Given problem 1 →
In the entries, running from the line with "Annotation spec v3.2 — vanity" to the line with "[275,0,578,88]", switch "round mirror" to "oval mirror" and return only those lines, otherwise unchanged.

** start Excerpt to read **

# North Carolina



## wmn1 (Aug 27, 2014)

Court restores love triangle lawsuit in North Carolina | Fox News


----------



## MattMatt (May 19, 2012)

Good thing, too, perhaps?


----------



## GusPolinski (Jan 21, 2014)

Nice!


----------



## Rocky Mountain Yeti (Apr 23, 2017)

I like how the article quotes a judge against this legal recourse as saying the laws were born of misogyny...

then points out that the largest settlement ever under this law was granted to a woman who was a BS.

The law should be applied equally either way and there's no evidence it isn't. 

The only real shame is that only six of 50 states have such a provision! What's even more silly is that the AP can be sued, even though he's not a part of the marriage, yet the WS will still be entitled to half the assets, parental custody, etc


----------



## GusPolinski (Jan 21, 2014)

Rocky Mountain Yeti said:


> I like how the article quotes a judge against this legal recourse as saying the laws were born of misogyny...
> 
> then points out that the largest settlement ever under this law was granted to a woman who was a BS.



Gotta maintain the Narrative.



Rocky Mountain Yeti said:


> The law should be applied equally either way and there's no evidence it isn't.
> 
> The only real shame is that only six of 50 states have such a provision! What's even more silly is that the AP can be sued, even though he's not a part of the marriage, yet the WS will still be entitled to half the assets, parental custody, etc


Word.


----------



## TDSC60 (Dec 8, 2011)

Rocky Mountain Yeti said:


> I like how the article quotes a judge against this legal recourse as saying the laws were born of misogyny...
> 
> then points out that the largest settlement ever under this law was granted to a woman who was a BS.
> 
> ...


If I am not mistaken, North Carolina does consider adultery when deciding possible spousal support if a divorce goes through the courts. Personal property is still 50/50 and child support is not affected (needs of any child is #1 consideration) but zero spousal support if you cheat. Even if the cheater is not employed.


----------



## BobSimmons (Mar 2, 2013)

Some of the texts really cut deep, like she was having the time of her life.


----------



## Dyokemm (Apr 24, 2013)

Good....screw that POS.....

Anyone who deliberately sets out to seduce another man's W into an A deserves to be stripped of a good chunk of his assets....

Hope he thinks the sex was worth the hefty price tag he might end up paying.


----------



## ltsandwich (Sep 12, 2017)

BobSimmons said:


> Some of the texts really cut deep, like she was having the time of her life.


I believe one of the quotes "Having the time of my life! Having sex with a really hot doctor!" or some stupid crap. He's married, too. Hopefully his (Doc's) wife isn't planning to take his crap laying down.

** end Excerpt to read **
** start Supplied material **

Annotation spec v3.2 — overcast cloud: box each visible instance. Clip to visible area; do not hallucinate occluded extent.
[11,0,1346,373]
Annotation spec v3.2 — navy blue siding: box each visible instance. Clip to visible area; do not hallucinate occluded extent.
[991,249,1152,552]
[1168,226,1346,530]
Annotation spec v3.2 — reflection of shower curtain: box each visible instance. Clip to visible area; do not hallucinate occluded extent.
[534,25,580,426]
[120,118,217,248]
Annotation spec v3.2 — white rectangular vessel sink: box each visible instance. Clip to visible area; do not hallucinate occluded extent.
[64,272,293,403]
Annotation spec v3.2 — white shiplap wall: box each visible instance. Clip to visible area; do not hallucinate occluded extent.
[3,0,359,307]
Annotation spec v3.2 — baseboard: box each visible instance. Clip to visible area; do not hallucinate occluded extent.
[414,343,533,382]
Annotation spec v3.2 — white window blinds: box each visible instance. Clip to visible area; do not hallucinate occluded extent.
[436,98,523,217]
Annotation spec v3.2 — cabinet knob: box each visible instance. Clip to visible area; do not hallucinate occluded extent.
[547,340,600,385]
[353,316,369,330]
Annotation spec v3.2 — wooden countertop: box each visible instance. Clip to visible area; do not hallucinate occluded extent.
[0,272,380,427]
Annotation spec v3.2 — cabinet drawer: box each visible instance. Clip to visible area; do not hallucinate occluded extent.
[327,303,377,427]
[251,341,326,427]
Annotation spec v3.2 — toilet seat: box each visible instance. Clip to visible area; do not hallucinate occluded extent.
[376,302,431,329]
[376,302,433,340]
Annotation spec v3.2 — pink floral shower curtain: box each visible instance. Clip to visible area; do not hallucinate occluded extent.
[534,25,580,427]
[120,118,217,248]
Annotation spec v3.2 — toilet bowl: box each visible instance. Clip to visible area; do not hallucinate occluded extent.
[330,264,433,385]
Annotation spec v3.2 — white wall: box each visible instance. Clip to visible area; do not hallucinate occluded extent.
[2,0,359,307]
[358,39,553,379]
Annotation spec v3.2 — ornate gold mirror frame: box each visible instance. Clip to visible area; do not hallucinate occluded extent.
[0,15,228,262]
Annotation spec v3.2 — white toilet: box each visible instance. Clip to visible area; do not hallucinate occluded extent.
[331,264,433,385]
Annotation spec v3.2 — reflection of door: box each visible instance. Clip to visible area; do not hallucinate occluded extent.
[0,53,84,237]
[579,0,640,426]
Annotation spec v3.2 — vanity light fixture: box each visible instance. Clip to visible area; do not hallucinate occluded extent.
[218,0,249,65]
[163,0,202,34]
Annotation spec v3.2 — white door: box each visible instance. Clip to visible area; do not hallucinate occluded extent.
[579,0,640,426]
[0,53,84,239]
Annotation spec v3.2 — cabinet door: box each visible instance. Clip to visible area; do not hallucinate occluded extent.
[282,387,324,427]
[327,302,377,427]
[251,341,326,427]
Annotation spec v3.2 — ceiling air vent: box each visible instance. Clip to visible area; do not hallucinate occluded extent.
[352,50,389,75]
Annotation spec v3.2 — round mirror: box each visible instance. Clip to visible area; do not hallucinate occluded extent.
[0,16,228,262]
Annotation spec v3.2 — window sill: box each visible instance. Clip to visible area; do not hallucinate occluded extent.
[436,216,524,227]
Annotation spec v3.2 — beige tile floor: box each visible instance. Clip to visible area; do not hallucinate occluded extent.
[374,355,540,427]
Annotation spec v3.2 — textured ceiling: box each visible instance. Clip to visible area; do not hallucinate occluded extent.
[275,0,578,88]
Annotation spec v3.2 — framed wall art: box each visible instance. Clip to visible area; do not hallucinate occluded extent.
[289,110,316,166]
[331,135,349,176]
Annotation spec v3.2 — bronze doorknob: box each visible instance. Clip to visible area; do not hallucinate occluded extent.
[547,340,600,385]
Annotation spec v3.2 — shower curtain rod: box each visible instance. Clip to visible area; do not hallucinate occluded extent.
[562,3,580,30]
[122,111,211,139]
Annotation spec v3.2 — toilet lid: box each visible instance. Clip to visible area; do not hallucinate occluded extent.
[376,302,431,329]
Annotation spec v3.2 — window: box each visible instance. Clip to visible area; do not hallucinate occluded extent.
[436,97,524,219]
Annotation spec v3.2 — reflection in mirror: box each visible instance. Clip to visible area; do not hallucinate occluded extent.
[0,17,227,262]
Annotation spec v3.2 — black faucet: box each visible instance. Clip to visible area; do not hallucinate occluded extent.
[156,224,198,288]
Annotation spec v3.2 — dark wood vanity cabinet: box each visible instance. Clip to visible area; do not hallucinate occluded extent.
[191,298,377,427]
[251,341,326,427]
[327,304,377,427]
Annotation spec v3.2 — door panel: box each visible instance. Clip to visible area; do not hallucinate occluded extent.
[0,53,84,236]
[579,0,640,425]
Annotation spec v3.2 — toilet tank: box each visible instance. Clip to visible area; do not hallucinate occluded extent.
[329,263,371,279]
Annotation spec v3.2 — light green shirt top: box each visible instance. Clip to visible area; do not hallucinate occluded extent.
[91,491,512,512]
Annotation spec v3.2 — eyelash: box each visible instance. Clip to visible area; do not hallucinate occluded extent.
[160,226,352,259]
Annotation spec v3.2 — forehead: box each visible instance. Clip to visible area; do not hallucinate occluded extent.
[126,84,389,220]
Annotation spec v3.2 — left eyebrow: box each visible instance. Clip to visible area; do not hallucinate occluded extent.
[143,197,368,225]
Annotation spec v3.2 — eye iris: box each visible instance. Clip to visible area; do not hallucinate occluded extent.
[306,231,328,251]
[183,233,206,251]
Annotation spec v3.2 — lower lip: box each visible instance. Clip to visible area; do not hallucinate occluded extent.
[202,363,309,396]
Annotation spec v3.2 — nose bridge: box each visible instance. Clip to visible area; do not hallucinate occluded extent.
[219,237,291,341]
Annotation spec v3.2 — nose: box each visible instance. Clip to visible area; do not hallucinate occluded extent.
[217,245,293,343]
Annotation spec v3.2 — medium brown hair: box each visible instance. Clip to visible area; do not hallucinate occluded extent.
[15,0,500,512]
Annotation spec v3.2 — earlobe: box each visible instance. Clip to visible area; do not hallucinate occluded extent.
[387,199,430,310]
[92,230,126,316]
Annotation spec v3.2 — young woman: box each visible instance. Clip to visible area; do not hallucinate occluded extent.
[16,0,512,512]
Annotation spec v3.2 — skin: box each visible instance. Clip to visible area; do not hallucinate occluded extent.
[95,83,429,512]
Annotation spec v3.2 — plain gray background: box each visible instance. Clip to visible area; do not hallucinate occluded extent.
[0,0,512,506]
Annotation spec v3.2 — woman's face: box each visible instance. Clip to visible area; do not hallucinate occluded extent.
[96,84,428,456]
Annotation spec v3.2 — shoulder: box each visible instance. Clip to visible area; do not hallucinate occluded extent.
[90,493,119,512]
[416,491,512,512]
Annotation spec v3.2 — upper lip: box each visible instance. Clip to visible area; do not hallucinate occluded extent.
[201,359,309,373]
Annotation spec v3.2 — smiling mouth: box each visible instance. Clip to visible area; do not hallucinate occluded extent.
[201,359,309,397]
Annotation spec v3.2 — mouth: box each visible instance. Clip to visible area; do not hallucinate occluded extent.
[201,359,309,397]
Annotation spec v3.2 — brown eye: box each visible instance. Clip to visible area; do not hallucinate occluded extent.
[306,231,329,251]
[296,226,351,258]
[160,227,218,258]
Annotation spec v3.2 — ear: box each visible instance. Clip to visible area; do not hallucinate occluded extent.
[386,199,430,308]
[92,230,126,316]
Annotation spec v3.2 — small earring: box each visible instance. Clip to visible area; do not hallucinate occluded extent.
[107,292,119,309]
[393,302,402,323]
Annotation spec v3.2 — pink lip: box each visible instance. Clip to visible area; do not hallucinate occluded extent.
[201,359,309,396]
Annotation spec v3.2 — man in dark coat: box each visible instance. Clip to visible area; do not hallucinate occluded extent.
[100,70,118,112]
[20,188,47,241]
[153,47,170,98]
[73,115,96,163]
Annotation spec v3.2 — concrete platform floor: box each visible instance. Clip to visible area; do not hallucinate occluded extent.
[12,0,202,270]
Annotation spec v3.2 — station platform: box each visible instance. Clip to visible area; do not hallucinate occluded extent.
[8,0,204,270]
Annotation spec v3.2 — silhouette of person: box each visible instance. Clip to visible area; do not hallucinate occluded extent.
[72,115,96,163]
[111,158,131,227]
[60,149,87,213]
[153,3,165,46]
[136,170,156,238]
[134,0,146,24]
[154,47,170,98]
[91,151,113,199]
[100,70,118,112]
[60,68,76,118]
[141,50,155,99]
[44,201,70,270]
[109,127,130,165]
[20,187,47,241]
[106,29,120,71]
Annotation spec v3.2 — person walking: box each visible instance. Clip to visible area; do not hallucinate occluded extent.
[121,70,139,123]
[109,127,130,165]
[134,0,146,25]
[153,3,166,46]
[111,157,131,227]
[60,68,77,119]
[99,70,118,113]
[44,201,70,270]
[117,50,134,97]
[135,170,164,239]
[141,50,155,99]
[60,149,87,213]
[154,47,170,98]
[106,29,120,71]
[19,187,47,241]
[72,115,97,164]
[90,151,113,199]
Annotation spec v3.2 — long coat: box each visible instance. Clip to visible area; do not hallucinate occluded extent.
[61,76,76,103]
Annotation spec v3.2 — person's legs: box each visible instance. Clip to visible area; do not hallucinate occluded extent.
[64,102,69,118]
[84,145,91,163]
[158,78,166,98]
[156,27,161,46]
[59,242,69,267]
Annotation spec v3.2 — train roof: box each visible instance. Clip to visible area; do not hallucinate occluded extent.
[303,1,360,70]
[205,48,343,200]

** end Supplied material **

Given problem 2 →
In the forum thread about the North Carolina lawsuit, why does one poster state that adultery does not affect child support in North Carolina?

Exercise output 1 →
Annotation spec v3.2 — vanity light fixture: box each visible instance. Clip to visible area; do not hallucinate occluded extent.
[218,0,249,65]
[163,0,202,34]
Annotation spec v3.2 — white door: box each visible instance. Clip to visible area; do not hallucinate occluded extent.
[579,0,640,426]
[0,53,84,239]
Annotation spec v3.2 — cabinet door: box each visible instance. Clip to visible area; do not hallucinate occluded extent.
[282,387,324,427]
[327,302,377,427]
[251,341,326,427]
Annotation spec v3.2 — ceiling air vent: box each visible instance. Clip to visible area; do not hallucinate occluded extent.
[352,50,389,75]
Annotation spec v3.2 — oval mirror: box each visible instance. Clip to visible area; do not hallucinate occluded extent.
[0,16,228,262]
Annotation spec v3.2 — window sill: box each visible instance. Clip to visible area; do not hallucinate occluded extent.
[436,216,524,227]
Annotation spec v3.2 — beige tile floor: box each visible instance. Clip to visible area; do not hallucinate occluded extent.
[374,355,540,427]
Annotation spec v3.2 — textured ceiling: box each visible instance. Clip to visible area; do not hallucinate occluded extent.
[275,0,578,88]

Exercise output 2 →
The poster states that child support is not affected because the needs of any child are the first consideration. Adultery affects only spousal support, which is zero for the spouse who cheats.